* [EXERCISE INSTRUCTIONS] Each of the entries should be retyped precisely as it appears.

* [EXERCISE DATA]
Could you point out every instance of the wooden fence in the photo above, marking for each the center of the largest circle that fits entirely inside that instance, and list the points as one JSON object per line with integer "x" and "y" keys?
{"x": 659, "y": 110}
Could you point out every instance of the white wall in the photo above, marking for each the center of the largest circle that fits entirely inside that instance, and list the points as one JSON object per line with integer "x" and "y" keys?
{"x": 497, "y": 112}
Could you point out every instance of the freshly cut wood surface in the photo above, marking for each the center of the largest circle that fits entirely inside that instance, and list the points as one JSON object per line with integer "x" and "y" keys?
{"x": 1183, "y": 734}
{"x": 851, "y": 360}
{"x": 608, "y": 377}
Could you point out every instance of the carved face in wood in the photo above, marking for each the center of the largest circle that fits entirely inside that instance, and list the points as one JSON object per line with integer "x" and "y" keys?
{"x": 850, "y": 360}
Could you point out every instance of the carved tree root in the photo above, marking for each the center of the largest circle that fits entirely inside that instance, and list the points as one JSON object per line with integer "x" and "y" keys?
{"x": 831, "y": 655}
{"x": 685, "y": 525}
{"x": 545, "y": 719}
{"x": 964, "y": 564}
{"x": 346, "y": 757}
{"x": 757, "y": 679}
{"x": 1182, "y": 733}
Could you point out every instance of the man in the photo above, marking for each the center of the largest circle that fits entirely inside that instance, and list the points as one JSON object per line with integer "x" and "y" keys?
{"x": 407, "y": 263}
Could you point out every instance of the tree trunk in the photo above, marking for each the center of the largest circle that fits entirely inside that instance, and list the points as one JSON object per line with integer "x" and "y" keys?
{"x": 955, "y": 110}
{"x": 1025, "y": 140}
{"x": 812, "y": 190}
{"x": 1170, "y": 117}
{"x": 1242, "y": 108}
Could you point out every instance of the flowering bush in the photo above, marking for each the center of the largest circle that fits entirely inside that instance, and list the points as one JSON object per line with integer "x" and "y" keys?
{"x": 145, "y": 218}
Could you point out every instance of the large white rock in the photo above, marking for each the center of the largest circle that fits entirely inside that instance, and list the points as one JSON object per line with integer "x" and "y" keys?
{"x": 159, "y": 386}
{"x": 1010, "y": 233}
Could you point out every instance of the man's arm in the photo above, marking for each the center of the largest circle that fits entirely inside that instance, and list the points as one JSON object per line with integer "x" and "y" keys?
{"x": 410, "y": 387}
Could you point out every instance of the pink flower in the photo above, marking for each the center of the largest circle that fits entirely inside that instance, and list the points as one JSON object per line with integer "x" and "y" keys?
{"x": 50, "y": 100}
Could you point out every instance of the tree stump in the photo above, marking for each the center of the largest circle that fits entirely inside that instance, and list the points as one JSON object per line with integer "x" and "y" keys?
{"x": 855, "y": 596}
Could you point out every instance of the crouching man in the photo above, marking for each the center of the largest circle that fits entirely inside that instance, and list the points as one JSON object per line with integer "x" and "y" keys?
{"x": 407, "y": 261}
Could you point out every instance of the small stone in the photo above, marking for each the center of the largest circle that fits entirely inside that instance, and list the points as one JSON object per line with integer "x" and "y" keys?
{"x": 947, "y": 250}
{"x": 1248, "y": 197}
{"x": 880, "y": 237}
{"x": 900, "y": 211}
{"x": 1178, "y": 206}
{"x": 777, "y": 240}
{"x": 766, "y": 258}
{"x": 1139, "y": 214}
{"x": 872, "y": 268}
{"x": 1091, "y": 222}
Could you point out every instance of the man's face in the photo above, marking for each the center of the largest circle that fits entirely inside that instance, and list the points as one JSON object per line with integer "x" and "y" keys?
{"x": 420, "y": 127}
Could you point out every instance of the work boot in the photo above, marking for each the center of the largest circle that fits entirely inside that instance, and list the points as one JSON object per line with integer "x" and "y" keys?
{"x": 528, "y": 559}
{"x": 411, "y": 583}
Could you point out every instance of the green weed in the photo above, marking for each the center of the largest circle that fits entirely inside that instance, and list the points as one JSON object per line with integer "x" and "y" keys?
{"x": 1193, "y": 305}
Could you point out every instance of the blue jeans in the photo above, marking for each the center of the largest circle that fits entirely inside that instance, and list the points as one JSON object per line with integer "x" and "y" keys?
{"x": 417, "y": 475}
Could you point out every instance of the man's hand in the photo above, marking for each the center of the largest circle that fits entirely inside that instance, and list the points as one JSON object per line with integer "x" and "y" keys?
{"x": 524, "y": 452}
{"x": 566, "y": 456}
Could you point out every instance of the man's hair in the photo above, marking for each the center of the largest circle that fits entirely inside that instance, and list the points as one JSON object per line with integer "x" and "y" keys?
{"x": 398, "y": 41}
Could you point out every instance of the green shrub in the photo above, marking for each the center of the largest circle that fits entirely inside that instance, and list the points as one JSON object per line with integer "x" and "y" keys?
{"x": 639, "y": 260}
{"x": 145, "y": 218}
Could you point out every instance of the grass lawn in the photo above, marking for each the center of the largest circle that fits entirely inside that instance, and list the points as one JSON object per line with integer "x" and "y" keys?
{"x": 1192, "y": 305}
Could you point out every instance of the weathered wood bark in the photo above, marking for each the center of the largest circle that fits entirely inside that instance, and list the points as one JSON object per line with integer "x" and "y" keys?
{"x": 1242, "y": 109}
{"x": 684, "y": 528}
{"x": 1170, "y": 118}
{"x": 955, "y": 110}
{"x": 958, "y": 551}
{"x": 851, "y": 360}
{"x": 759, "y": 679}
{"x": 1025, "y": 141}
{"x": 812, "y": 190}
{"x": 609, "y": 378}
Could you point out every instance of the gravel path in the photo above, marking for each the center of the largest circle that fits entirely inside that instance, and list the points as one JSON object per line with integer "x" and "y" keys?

* [TASK OUTPUT]
Could you point out every instance of the wooden fence in the photo above, marking for each the center of the largest circle that fits entirely inside that instance, and list the points as one JSON object per line with integer "x" and "y" keys?
{"x": 659, "y": 110}
Could you point out every instance of the white wall in the photo above, marking for each the center of the largest circle that fits entirely inside that instance, and list the points as one JSON object per line with integer "x" and "y" keys?
{"x": 497, "y": 112}
Could you point out every instance of the freshly cut wood surface in the photo above, marking for each the center of the largest circle that fits entirely inside that instance, and list the points as one JSON object per line with integer "x" and "y" keys?
{"x": 1183, "y": 734}
{"x": 851, "y": 360}
{"x": 608, "y": 377}
Could you point out every instance of the carved face in wood in the photo above, marking for each the center of the largest circle that fits entirely inside that instance, and list the points as one JSON object per line with integer "x" and "y" keys?
{"x": 850, "y": 360}
Could you point out every instance of the carved tree root in the photo above, marking for each the center of the largest circle that fits entirely inside that instance, and list the points as one JSON object per line with integer "x" and "y" keys?
{"x": 831, "y": 655}
{"x": 685, "y": 525}
{"x": 545, "y": 719}
{"x": 964, "y": 564}
{"x": 346, "y": 757}
{"x": 757, "y": 679}
{"x": 1182, "y": 733}
Could you point out every instance of the man in the photo above, marking for each the center of the largest circle that fits entirely inside that instance, and list the points as one JSON object per line with integer "x" and "y" keys?
{"x": 407, "y": 263}
Could you point out every instance of the tree trunk in the photo above, marking for each the center of the largest circle that fits entirely inside that instance, and list the points as one JSON object per line with integer "x" and "y" keys?
{"x": 955, "y": 110}
{"x": 1025, "y": 140}
{"x": 812, "y": 190}
{"x": 1170, "y": 117}
{"x": 1242, "y": 108}
Could you point out every instance of the flowering bush in the photo above, marking for each the center of the largest circle that fits entirely inside that instance, and list the points as one JSON object per line with integer "x" and "y" keys?
{"x": 145, "y": 218}
Could you point out every instance of the large white rock in the photo above, marking for each the center of the largest circle that fits entirely inside that instance, and list the points as one JSON object per line with integer "x" and "y" keys?
{"x": 159, "y": 386}
{"x": 1010, "y": 233}
Could you point out every instance of the man's arm in the photo above, marking for each the center of the largest circle that fits entirely inside that instance, and list the points as one JSON object per line with integer "x" and "y" keys?
{"x": 410, "y": 387}
Could you point out every instance of the pink flower in the photo above, marking for each the center of the largest circle that fits entirely inside that instance, and list the points as one JSON object per line with integer "x" and "y" keys?
{"x": 50, "y": 100}
Could you point out every instance of the tree stump in the photo above, marking for each the center of the largest circle that fits entirely inside that instance, and list the points as one JSON object per line with integer "x" and "y" keys?
{"x": 855, "y": 596}
Could you point out every instance of the crouching man in the photo above, marking for each the center of the largest circle that fits entirely inside that instance, and list the points as one JSON object per line with integer "x" and "y" keys?
{"x": 407, "y": 261}
Could you point out every instance of the small stone in the photo above, marking for each the center of the largest circle that fits entirely inside that instance, and list the points as one JSON object per line with integer "x" and "y" keys?
{"x": 947, "y": 250}
{"x": 1248, "y": 197}
{"x": 880, "y": 237}
{"x": 900, "y": 211}
{"x": 1178, "y": 206}
{"x": 777, "y": 240}
{"x": 766, "y": 258}
{"x": 1139, "y": 214}
{"x": 872, "y": 268}
{"x": 1091, "y": 222}
Could you point out every instance of the man's face in the photo above, marking for each the center of the largest circle that fits entirely inside that instance, and list the points as one JSON object per line with integer "x" and "y" keys?
{"x": 420, "y": 127}
Could you point out every instance of the work boot in the photo above, marking for each the center of the largest circle that fits entirely inside that instance, and list the points as one JSON object per line with integer "x" and "y" keys?
{"x": 528, "y": 559}
{"x": 411, "y": 583}
Could you point out every instance of the green weed in the photo above, marking for each the center of the largest circle that fits entirely inside that instance, and list the points as one JSON object per line with integer "x" and "y" keys?
{"x": 1193, "y": 305}
Could you point out every instance of the blue jeans in the photo above, marking for each the center of the largest circle that fits entirely inside that instance, and list the points as one JSON object per line with integer "x" and "y" keys?
{"x": 417, "y": 475}
Could you point out every instance of the man's hand in the photo above, marking for each the center of the largest circle that fits entirely inside that instance, and list the points as one JSON object per line with integer "x" and "y" keys?
{"x": 524, "y": 452}
{"x": 566, "y": 456}
Could you point out every instance of the man's hair in the photo above, marking for each the center of the largest circle that fits entirely inside that instance, and list the points as one JSON object per line with integer "x" and "y" keys?
{"x": 398, "y": 41}
Could you point out every instance of the green shrub in the photo above, marking for each the center of the largest circle that fits entirely inside that instance, and list the points as one JSON object per line with integer "x" and "y" keys?
{"x": 639, "y": 260}
{"x": 145, "y": 218}
Could you point out every instance of the grass lawn in the photo above, marking for each the center of the largest circle that fits entirely inside that instance, and list the points as one JSON object per line with integer "x" and "y" keys?
{"x": 1192, "y": 305}
Could you point out every instance of the weathered wood bark in the photo above, marking for each the center of the largest circle that fits entirely inside that instance, and list the points as one JSON object per line with integer "x" and "y" keys?
{"x": 1242, "y": 109}
{"x": 684, "y": 528}
{"x": 1170, "y": 118}
{"x": 955, "y": 110}
{"x": 958, "y": 551}
{"x": 851, "y": 360}
{"x": 759, "y": 679}
{"x": 1025, "y": 141}
{"x": 812, "y": 190}
{"x": 609, "y": 378}
Could you point out every instance of the gravel path in the photo above, marking for each the center of the largest circle that fits entirely inside that instance, and list the points as one JSON object per line with integer "x" and "y" keys?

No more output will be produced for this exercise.